#### [TO DO]
Update the items below by swapping each "Reviewer note" for "Annotator note" and keeping everything else the same. Leave the pictures out of your answer.

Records
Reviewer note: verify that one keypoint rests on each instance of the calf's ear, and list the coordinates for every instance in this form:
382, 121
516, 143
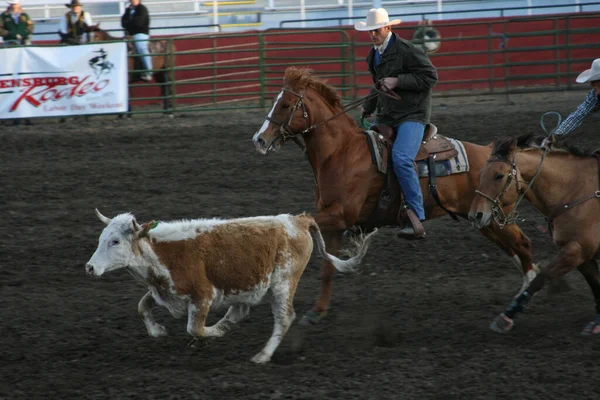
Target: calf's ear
141, 231
102, 217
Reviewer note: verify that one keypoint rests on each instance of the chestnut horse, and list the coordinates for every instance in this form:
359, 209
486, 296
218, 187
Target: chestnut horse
348, 184
563, 185
162, 62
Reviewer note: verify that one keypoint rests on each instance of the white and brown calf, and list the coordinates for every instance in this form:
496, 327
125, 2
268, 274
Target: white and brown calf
195, 265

#### [SOLUTION TO THIS EXERCISE]
Annotator note: verify that one keypoint rests on each instance of the calf's ear, and list the coordinates for every instance in this form:
382, 121
516, 143
Target: calf's ear
141, 231
102, 217
Annotator note: verify that one keypoint rests on each instance of the chestnut horse, and list the coordinates for every instance in this form:
359, 209
486, 296
218, 187
Target: chestnut horse
348, 184
563, 185
162, 62
Annotator note: verify that one keypoint rests on each instance of the white and brown calf, and list the coordinates for every instance in this form:
496, 327
125, 2
268, 274
Target: white and brown calf
195, 265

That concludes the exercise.